**What is being asked**
Substitute "Please outline" for "Would you be so kind as to outline" throughout the records below, and reproduce every other line without change. Leave the pictures out of your answer.
--- START OF Records supplied ---
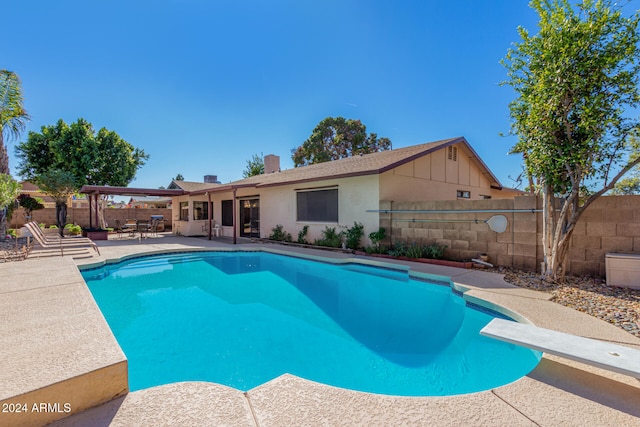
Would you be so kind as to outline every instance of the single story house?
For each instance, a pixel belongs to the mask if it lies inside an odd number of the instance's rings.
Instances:
[[[207,235],[268,237],[276,225],[307,239],[325,227],[364,225],[367,236],[379,228],[384,201],[513,198],[521,192],[502,186],[463,137],[280,170],[279,157],[265,156],[265,171],[228,184],[172,181],[173,230]]]

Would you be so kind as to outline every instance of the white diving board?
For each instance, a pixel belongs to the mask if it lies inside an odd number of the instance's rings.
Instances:
[[[640,350],[533,325],[493,319],[480,335],[640,378]]]

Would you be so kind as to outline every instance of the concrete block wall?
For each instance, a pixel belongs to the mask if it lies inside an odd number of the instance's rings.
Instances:
[[[391,213],[380,215],[387,230],[386,244],[403,241],[447,246],[450,259],[476,258],[487,254],[498,266],[540,271],[542,214],[533,212],[465,212],[469,210],[541,209],[539,198],[448,200],[380,203],[380,209],[439,210],[455,213]],[[492,231],[486,221],[504,215],[504,233]],[[415,219],[415,222],[413,221]],[[428,220],[429,222],[423,222]],[[610,252],[640,253],[640,196],[605,196],[582,214],[571,238],[568,272],[574,275],[605,276],[605,255]]]

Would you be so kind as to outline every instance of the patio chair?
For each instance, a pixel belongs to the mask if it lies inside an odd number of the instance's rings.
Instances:
[[[158,236],[158,224],[160,223],[159,219],[152,219],[151,226],[149,227],[149,234],[154,237]]]
[[[120,239],[124,233],[128,233],[130,235],[133,235],[133,233],[136,231],[136,229],[135,229],[135,227],[131,227],[128,224],[122,225],[120,220],[116,219],[115,231],[116,231],[116,234],[118,235],[118,239]]]
[[[145,233],[149,233],[150,229],[151,225],[149,225],[149,221],[147,221],[146,219],[139,219],[138,221],[136,221],[136,231],[140,233],[138,239],[146,239],[147,236],[145,236]]]
[[[100,255],[100,250],[98,249],[98,245],[91,239],[83,238],[83,237],[72,237],[69,239],[49,239],[47,236],[42,233],[40,230],[40,226],[33,222],[29,222],[25,224],[27,230],[31,233],[33,238],[38,242],[43,249],[56,249],[60,250],[60,256],[64,256],[65,249],[76,249],[76,248],[92,248],[95,250],[98,255]]]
--- END OF Records supplied ---
**Task output**
Please outline every instance of the single story house?
For each instance, a pixel belongs to the mask if it lies inside an odd number of the instance's rings.
Instances:
[[[207,235],[268,237],[276,225],[307,239],[325,227],[364,225],[367,236],[379,228],[384,201],[513,198],[521,192],[502,186],[463,137],[280,170],[279,157],[265,156],[265,171],[228,184],[172,181],[173,230]]]

Please outline every instance of the white diving board?
For each instance, a pixel belongs to the mask if it lies inside an odd number of the instance's rings.
Instances:
[[[640,350],[533,325],[493,319],[480,335],[640,378]]]

Please outline every instance of the concrete block wall?
For each instance, a pixel belongs to the mask if it lies inside an odd number of the instance's rings.
Instances:
[[[391,213],[380,215],[387,230],[386,244],[403,241],[447,246],[450,259],[476,258],[487,254],[498,266],[540,271],[542,214],[533,212],[465,212],[469,210],[541,209],[539,198],[448,200],[380,203],[380,209],[439,210],[455,213]],[[492,231],[486,221],[504,215],[504,233]],[[415,219],[415,222],[413,221]],[[428,220],[429,222],[423,222]],[[610,252],[640,253],[640,196],[605,196],[582,214],[571,238],[568,272],[574,275],[605,276],[605,255]]]

Please outline every instance of the patio chair?
For each instance, a pixel belongs to the mask if it lies inside an odd number of the instance's rings.
Instances:
[[[158,236],[158,224],[160,223],[159,219],[152,219],[151,226],[149,227],[149,234],[154,237]]]
[[[120,239],[124,233],[128,233],[130,235],[133,235],[133,233],[136,231],[136,229],[135,229],[135,227],[131,227],[128,224],[122,225],[120,220],[116,219],[115,231],[116,231],[116,234],[118,235],[118,239]]]
[[[145,233],[149,233],[150,229],[151,225],[149,225],[149,221],[147,221],[146,219],[139,219],[138,221],[136,221],[136,231],[140,233],[138,239],[146,239],[147,236],[145,236]]]
[[[100,255],[100,250],[98,249],[98,245],[91,239],[83,238],[83,237],[72,237],[69,239],[49,239],[47,236],[42,233],[40,230],[40,226],[33,222],[29,222],[25,224],[27,230],[31,233],[33,238],[38,242],[43,249],[56,249],[60,250],[60,256],[64,256],[65,249],[76,249],[76,248],[92,248],[95,250],[98,255]]]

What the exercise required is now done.